## [SET TASK]
Copy out every line of the material in the stretch from the line containing "post and record the pixel coordinates." through the line containing "(1053, 488)", both included, and nothing else. Leave each line as it is except for the answer coordinates: multiply every pixel coordinate by 1.3 and round it to the nearest whole number, rounding halves up.

## [ENTRIES SUPPLIED]
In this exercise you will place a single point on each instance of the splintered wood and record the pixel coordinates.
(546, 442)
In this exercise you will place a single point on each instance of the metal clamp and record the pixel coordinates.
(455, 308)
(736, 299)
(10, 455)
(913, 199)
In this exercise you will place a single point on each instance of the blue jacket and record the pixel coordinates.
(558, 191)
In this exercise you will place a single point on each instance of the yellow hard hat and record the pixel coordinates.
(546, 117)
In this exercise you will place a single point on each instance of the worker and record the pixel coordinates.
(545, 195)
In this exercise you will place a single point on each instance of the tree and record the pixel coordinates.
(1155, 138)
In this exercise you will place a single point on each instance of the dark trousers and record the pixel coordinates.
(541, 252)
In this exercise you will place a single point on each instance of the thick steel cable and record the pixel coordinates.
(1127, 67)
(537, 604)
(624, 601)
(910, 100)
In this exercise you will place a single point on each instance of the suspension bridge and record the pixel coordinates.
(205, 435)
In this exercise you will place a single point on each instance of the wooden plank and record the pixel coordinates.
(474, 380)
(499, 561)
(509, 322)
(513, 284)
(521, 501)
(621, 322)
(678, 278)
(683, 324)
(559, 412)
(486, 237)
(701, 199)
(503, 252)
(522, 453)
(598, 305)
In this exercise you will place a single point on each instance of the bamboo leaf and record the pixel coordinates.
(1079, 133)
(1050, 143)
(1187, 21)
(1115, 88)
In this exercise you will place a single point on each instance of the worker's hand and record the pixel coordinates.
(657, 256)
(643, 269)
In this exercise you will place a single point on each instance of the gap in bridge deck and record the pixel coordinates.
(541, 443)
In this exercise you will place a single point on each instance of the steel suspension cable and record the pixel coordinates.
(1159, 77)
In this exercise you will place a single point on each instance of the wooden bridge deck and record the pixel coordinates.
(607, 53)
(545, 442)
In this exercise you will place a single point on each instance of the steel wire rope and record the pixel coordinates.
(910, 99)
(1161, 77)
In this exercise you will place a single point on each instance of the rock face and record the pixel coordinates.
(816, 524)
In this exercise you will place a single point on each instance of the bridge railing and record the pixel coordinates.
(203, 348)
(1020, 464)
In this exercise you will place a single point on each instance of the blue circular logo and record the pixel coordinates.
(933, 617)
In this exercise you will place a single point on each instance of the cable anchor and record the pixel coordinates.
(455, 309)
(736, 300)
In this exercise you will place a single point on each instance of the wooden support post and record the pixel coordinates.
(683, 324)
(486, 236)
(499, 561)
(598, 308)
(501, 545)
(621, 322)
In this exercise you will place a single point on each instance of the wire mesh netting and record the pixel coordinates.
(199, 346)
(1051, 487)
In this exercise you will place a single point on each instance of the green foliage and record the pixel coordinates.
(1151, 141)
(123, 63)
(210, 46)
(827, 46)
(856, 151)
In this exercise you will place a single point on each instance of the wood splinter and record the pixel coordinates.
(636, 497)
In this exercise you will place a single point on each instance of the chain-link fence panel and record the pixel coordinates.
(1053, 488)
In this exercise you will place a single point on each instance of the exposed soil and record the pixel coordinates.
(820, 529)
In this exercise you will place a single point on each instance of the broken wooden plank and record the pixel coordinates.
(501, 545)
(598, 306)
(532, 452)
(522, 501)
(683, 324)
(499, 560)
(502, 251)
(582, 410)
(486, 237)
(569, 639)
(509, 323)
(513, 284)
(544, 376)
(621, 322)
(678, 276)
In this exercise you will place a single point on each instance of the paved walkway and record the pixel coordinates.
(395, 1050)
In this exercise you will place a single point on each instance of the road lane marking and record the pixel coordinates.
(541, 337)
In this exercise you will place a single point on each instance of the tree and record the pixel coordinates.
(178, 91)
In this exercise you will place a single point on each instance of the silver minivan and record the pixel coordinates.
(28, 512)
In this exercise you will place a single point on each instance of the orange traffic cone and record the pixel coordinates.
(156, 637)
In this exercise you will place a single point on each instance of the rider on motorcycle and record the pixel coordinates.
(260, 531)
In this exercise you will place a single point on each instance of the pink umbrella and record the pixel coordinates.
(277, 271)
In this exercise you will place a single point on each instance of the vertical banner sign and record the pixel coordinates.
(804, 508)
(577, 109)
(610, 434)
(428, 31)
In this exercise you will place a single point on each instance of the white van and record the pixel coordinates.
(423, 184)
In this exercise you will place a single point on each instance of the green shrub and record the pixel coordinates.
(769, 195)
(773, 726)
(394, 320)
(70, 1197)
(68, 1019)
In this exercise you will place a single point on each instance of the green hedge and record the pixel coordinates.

## [THE OUTPUT]
In this exercise you will place a single point on each instance of the wooden support post and record the pixel coordinates.
(888, 421)
(632, 307)
(649, 729)
(777, 400)
(651, 709)
(807, 419)
In this exercise you will place a single point on each instance of the wire mesh netting and record the pixel coordinates.
(259, 450)
(1366, 633)
In this exercise you will place a single point on each instance of the green foliage and record the pixel coordinates.
(1496, 183)
(160, 82)
(273, 60)
(1075, 60)
(1113, 196)
In this exercise you will place a single point on each instance of the wood splinter and record the pixel coordinates.
(827, 646)
In this exercise you will place a single point on each instance of the chain-link fence panel and record the pixel coordinates.
(1369, 634)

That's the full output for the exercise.